§ What is needed
The answer must restate every entry exactly as it appears.

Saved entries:
──────
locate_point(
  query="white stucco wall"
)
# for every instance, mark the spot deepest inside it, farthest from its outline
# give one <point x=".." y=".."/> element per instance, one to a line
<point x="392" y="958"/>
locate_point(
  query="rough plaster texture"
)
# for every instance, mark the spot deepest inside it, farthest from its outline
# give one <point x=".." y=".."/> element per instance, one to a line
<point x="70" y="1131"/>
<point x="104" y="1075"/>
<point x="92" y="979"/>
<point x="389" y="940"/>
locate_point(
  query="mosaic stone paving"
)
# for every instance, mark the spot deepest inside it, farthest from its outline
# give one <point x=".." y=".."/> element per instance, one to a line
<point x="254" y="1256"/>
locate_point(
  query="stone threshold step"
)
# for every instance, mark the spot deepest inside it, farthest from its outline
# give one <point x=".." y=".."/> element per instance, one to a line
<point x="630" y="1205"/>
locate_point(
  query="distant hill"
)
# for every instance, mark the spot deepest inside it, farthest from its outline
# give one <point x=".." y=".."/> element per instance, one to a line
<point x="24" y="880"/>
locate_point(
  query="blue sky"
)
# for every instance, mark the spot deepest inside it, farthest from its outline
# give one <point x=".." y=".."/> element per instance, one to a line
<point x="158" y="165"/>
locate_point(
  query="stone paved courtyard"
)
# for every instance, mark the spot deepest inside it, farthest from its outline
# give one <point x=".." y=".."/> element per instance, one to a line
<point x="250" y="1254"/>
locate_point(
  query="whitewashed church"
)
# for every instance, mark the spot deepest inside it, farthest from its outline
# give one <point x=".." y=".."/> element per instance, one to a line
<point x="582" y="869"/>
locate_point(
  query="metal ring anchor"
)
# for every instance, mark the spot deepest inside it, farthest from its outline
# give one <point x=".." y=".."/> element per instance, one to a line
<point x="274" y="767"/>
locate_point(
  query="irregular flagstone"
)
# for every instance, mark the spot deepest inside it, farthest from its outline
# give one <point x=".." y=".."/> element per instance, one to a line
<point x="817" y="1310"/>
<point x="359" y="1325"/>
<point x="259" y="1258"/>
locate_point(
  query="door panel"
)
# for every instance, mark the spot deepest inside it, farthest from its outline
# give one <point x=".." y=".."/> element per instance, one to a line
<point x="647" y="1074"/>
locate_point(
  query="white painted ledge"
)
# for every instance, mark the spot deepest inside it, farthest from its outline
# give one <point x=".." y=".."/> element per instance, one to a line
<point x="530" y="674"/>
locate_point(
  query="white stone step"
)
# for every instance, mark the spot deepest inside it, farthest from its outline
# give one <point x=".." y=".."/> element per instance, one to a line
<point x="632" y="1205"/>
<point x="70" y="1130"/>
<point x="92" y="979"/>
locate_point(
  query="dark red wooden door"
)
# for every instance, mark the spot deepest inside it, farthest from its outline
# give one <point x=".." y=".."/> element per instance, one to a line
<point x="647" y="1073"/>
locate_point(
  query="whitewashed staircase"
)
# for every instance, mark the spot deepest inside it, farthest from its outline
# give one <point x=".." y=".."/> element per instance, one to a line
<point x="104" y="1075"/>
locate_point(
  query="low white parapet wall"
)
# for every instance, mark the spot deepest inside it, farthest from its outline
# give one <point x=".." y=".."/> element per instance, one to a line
──────
§ Result for this task
locate_point(
  query="white stucco wall"
)
# for every instance, mark the spot deepest inside it, farthest from its outline
# give one <point x=".." y=".."/> element per instance, one to a line
<point x="392" y="958"/>
locate_point(
  query="rough plaster texture"
)
# for every instance, mark the spot deepest inside it, farthest from its outline
# give one <point x=".." y=".."/> element per instance, one to a line
<point x="70" y="1131"/>
<point x="104" y="1075"/>
<point x="92" y="979"/>
<point x="389" y="940"/>
locate_point(
  query="mosaic stone paving"
)
# for every instance, mark the spot deepest inside it, farthest from its outline
# give one <point x=".." y=".."/> element per instance, one to a line
<point x="254" y="1256"/>
locate_point(
  query="stone threshold step"
)
# for every instance, mark the spot deepest inside it, farthest from its outline
# give one <point x=".." y=".."/> element per instance, one to a line
<point x="630" y="1205"/>
locate_point(
  query="distant hill"
)
# for every instance, mark the spot deepest inside it, farthest from its outline
# give one <point x=".." y=".."/> element per instance, one to a line
<point x="24" y="880"/>
locate_point(
  query="blue sky"
)
# for every instance, mark the spot deepest inside it, farthest from its outline
# give one <point x=".." y=".."/> element per instance, one to a line
<point x="158" y="165"/>
locate_point(
  query="stone paved courtyard"
)
# for every instance, mark the spot deepest inside it, farthest from its outline
# give one <point x=".." y=".."/> element per instance, one to a line
<point x="250" y="1254"/>
locate_point(
  query="whitewashed church"
)
# for every instance, mark the spot deepest inside it, farthest from its outline
# give one <point x=".." y=".."/> element per instance, one to a line
<point x="582" y="869"/>
locate_point(
  query="metal ring anchor"
)
# for every instance, mark the spot deepest inside it, farthest from its outline
# give one <point x=".." y=".."/> element per instance, one to a line
<point x="274" y="767"/>
locate_point(
  query="irregular flagstone"
)
# for every instance, mark the spot deepest inside it, farthest from its outline
# give one <point x=".." y=".."/> element per instance, one to a line
<point x="817" y="1310"/>
<point x="359" y="1325"/>
<point x="259" y="1258"/>
locate_point(
  query="door panel"
)
# for every instance, mark the spot deepest inside it, farthest from its outline
# give one <point x=".." y=".."/> element per instance, one to a line
<point x="647" y="1074"/>
locate_point(
  query="white painted ledge"
)
# for every instance, mark the spot deepest inside it, farthest from its outline
# give one <point x=".." y=".."/> element per instance, one to a line
<point x="530" y="674"/>
locate_point(
  query="white stone step"
)
# for every instance, mark the spot deepest inside it, farthest from its outline
# give one <point x=".." y=".."/> element per instance, one to a line
<point x="632" y="1205"/>
<point x="70" y="1130"/>
<point x="92" y="979"/>
locate_point(
  query="dark red wooden door"
)
# for every instance, mark the spot deepest inside it, farthest from its outline
# give one <point x=".." y=".."/> element per instance, one to a line
<point x="647" y="1073"/>
locate_point(
  query="whitewashed staircase"
)
# for every instance, mark the spot deepest inside it, farthest from its outline
# give one <point x=".." y=".."/> element per instance, one to a line
<point x="104" y="1075"/>
locate_point(
  query="low white parapet wall"
)
# for every instance, mark the spot deepest inside it, farthest from its outline
# give one <point x=".." y=".."/> element per instance, one to a line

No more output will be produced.